• [Written problem 1]: Copy every line of the records that contains the word "paved", matching case exactly.
** Begin Document **
Initial encounters and communities of practice

Our focus of interest in this study is the initial encounter with the university as a learning environment in a series of seminars. The aim is to study the interaction between students and the activities to which they are exposed and how they negotiate meaning in these activities. The teacher is included as an important actor in the process of establishing the learning climate in the course. Our questions were: Who initiates the conversation? How is the conversation initiated? and When do the students talk?

It is during the initial encounter that the classroom order (ways of communication) is established. The teachers cannot hide behind routines; instead, they must be established (Beynon 1985). In this, the teacher stands alone, as Ball argues:

Despite the traditional and institutional authority of the teacher as major significant other in the classroom ad the provision of institutional rules of behaviour, the interaction detail of classroom conduct is broadly left to the individual teacher to establish (Ball, 1980 p. 152-153).

Furthermore, the teacher has to meet more specific and administrative demands such as announcing and implementing rules. The teacher also has to make the demands explicit to the students and establish a social order (Beynon, 1985). We have also been inspired by the concept of community of practice. According to such a perspetive, the pedagogical practice is a community of practice (Wenger 1998) with its own rules and communication patterns. Entry into this practice can be difficult because the individual does not know how this practice works. To be more precise, we have focused on what Wenger calls negotiation of meaning. He defines this as a process by which we experience the

world and our engagement in it as meaningful (Wenger 1998 p. 53). The

negotiation of meaning involves two constituted processes; participation and reification. Participation refers to actors actively participating in social communities. This shapes both our experience and the communities in which we take part. Reification refers to the process that give form to our experience by producing objects that represent this experience. Objects could be an abstract word such as democracy or justice or it could be physical objects (tools) such as a computer or a credit card. These are points of focus around which we organize the negotiation of meaning. The use of these tools changes the nature of the activity in which they are used.
** End Document **
** Begin Exercise inputs **
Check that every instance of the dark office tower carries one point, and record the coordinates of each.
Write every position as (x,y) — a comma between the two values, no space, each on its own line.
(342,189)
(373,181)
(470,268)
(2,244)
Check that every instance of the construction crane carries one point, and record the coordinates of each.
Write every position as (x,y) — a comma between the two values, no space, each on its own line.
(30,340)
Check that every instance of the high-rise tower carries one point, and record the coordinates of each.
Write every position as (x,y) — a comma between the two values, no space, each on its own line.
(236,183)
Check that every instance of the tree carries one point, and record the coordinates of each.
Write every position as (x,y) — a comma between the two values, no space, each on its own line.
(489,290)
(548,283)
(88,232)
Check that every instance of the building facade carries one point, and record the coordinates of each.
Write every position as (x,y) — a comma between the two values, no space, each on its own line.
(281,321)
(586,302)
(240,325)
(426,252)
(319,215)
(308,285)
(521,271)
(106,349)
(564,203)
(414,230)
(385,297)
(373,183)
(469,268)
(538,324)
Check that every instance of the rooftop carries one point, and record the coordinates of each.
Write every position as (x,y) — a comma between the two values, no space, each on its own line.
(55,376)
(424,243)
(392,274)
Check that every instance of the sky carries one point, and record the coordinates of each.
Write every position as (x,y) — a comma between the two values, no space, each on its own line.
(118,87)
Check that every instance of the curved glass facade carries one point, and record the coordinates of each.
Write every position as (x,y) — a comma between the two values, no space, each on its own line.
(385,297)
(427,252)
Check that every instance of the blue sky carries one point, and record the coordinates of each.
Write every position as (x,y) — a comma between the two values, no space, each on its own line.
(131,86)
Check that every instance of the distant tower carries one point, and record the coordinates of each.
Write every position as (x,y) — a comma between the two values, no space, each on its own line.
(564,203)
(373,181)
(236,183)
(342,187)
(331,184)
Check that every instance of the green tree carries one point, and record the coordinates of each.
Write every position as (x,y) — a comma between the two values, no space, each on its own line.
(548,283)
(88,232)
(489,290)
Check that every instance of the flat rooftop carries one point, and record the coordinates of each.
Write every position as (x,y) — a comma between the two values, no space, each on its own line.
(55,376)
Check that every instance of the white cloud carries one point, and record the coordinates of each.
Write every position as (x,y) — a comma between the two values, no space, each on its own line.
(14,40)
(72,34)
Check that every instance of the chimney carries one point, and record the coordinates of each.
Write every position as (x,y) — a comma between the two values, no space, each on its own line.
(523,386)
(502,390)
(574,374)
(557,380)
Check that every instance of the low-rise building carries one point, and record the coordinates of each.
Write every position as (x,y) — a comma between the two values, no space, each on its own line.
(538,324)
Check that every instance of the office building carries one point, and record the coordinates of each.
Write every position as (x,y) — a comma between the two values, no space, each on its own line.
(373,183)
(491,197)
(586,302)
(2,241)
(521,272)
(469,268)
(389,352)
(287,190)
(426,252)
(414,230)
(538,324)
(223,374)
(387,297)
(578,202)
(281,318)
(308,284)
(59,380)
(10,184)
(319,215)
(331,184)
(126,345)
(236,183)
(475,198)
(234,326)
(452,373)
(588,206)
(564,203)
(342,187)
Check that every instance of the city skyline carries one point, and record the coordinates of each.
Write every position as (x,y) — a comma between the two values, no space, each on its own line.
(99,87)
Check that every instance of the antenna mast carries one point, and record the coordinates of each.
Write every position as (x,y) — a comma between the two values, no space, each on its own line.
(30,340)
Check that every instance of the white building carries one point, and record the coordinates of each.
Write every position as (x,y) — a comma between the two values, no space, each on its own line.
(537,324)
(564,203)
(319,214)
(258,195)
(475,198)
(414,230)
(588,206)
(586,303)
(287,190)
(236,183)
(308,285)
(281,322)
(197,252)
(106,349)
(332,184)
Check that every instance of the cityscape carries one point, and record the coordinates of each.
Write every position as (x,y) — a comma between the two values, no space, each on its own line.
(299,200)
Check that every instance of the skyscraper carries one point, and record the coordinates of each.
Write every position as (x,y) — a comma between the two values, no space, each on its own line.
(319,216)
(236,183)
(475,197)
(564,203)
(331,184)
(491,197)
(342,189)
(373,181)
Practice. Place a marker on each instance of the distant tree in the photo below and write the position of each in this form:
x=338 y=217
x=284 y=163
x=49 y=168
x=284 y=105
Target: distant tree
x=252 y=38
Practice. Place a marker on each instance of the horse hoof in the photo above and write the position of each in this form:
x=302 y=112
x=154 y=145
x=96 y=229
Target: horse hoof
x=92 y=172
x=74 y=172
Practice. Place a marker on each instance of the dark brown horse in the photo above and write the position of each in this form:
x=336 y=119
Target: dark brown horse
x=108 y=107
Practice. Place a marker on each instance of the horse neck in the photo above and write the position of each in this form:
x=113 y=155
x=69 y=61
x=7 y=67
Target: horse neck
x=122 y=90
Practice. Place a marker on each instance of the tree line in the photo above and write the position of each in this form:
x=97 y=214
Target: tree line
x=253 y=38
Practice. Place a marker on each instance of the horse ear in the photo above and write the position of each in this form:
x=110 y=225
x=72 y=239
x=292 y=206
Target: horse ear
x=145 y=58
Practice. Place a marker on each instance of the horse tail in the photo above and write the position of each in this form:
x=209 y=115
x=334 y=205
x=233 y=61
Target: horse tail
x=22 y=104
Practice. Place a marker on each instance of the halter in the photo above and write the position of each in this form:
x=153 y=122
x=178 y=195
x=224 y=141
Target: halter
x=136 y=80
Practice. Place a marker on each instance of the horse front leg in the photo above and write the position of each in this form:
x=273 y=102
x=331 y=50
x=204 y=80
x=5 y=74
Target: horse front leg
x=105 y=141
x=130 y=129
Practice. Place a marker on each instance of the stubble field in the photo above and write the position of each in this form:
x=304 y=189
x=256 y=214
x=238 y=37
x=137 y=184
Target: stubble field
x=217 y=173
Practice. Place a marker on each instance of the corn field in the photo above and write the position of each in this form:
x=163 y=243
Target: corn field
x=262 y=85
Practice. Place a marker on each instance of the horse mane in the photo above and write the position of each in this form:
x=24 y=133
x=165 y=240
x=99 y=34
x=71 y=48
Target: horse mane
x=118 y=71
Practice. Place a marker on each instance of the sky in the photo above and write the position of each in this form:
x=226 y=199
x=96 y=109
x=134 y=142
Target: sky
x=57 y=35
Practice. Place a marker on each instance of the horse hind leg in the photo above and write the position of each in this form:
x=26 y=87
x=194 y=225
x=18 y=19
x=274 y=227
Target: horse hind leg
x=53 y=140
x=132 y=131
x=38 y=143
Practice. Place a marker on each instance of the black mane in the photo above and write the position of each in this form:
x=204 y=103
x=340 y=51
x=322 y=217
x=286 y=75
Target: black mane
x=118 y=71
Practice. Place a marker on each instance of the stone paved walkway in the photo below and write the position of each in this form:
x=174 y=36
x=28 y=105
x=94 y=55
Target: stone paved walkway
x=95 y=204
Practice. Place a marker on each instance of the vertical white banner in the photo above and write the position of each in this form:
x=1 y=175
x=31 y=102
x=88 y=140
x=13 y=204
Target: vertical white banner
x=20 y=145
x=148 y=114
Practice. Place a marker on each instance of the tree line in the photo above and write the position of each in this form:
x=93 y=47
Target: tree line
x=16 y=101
** End Exercise inputs **
• [Written problem 2]:
Answer these questions from the text on initial encounters and communities of practice:
(a) What is established during the initial encounter?
(b) What two processes does the negotiation of meaning involve?
(c) What physical objects are given as examples of tools?

• [Output 1]:
Practice. Place a marker on each instance of the stone paved walkway in the photo below and write the position of each in this form:
Target: stone paved walkway

• [Output 2]:
(a) The classroom order (ways of communication).
(b) Participation and reification.
(c) A computer or a credit card.